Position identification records
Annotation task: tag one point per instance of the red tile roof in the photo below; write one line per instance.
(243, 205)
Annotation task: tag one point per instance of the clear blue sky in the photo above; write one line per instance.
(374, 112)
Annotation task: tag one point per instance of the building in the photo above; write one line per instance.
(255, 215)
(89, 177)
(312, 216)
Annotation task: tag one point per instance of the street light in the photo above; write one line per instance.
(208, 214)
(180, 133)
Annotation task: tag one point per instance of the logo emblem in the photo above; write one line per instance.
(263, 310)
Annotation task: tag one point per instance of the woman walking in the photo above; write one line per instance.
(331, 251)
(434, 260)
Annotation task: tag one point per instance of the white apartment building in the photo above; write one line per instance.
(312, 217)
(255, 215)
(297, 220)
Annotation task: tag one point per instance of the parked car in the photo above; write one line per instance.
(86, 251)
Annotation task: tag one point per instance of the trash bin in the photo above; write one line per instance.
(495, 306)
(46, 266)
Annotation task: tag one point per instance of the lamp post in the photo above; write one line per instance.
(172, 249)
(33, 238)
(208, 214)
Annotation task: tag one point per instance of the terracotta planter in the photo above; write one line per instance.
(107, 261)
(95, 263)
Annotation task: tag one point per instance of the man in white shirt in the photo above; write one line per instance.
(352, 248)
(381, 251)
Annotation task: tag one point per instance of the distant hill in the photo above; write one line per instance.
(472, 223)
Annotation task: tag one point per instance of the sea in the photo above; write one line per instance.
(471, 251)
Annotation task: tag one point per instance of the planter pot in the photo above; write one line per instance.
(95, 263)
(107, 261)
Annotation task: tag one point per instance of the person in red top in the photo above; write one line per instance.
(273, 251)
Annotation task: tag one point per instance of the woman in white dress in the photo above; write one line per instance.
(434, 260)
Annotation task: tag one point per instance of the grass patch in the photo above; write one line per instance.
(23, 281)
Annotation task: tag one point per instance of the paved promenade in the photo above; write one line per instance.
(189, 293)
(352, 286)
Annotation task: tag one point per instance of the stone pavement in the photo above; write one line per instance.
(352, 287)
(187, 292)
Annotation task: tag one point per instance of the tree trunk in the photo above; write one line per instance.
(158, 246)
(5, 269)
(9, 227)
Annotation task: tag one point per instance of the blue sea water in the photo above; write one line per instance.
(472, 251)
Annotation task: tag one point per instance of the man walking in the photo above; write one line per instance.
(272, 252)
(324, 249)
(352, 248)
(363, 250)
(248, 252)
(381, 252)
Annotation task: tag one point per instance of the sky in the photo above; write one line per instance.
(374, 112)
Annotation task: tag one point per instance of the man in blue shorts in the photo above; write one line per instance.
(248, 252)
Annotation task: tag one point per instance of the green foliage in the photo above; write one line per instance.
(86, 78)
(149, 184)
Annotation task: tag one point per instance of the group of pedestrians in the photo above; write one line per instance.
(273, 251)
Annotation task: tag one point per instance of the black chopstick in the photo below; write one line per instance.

* _Required task_
Reproduce all of the lines above verbatim.

* _Solved exercise_
Annotation task: tag one point per instance of the red tile roof in the photo below; write one line per instance.
(243, 205)
Annotation task: tag one point per instance of the clear blue sky in the photo above; write one line per instance.
(374, 112)
Annotation task: tag one point per instance of the building in the photo above; write one line per instance.
(255, 215)
(89, 177)
(312, 216)
Annotation task: tag one point per instance of the street light in the photo above; write one line per instance.
(208, 214)
(180, 133)
Annotation task: tag one point per instance of the logo emblem in the photo above; write one line per instance.
(263, 310)
Annotation task: tag one point per instance of the woman walking in the photo above; write one line per instance.
(331, 251)
(434, 260)
Annotation task: tag one point per instance of the white apartment building in the photo above; write one line per instance.
(312, 217)
(255, 215)
(297, 220)
Annotation task: tag one point per instance of the parked car in the photo above; write one line per instance.
(86, 251)
Annotation task: tag one point per instance of the trash bin in the photo above; write one line per instance.
(495, 306)
(46, 266)
Annotation task: tag one point per instance of the lamp post in the photo above; write one line per instance.
(172, 249)
(33, 238)
(208, 214)
Annotation task: tag one point per instance of the terracotta planter in the photo above; write one line per instance.
(107, 261)
(95, 263)
Annotation task: tag one point per instance of the man in white shirt in the photo above; write one line per instance.
(352, 248)
(381, 251)
Annotation task: tag one point per instance of the distant hill in the photo above; write one line per instance.
(472, 223)
Annotation task: tag one point per instance of the sea in the photo above; write one line per instance.
(471, 251)
Annotation task: tag one point per instance of the planter pot in the photo above; write one line per instance.
(95, 263)
(107, 261)
Annotation task: tag one point per instance of the person in red top in the photo above; write one line per instance.
(273, 251)
Annotation task: tag one point per instance of the woman in white dress in the photo above; write one line per instance.
(434, 260)
Annotation task: tag one point per instance of the grass patch in the photo above; write one line per instance.
(23, 281)
Annotation task: tag one point per instance of the paved promenade in the photo above; write one line per instance.
(189, 293)
(352, 286)
Annotation task: tag one point per instance of the stone pavement in the photo above; write one line per instance.
(352, 287)
(187, 292)
Annotation task: tag one point per instance of the tree trunk in the photo above; write one line per instance.
(158, 246)
(5, 269)
(9, 227)
Annotation task: tag one point per instance of the blue sea water in the photo above; write one line per instance.
(472, 251)
Annotation task: tag one point per instance of the man walking in the photo above; write one line per instance.
(272, 252)
(324, 249)
(352, 248)
(363, 250)
(248, 252)
(381, 252)
Annotation task: tag one point per instance of the sky in the photo above; write one line per instance.
(374, 112)
Annotation task: tag one point per instance of the man in blue shorts in the photo above; write one line per instance.
(248, 252)
Annotation task: tag one point per instance of the green foliage in the photo above; write one line per instance.
(86, 78)
(149, 184)
Annotation task: tag one point per instance of the group of pedestrians in the photo above; write one line per instance.
(273, 251)
Annotation task: tag one point per instance of the black chopstick in the photo below; write one line per instance.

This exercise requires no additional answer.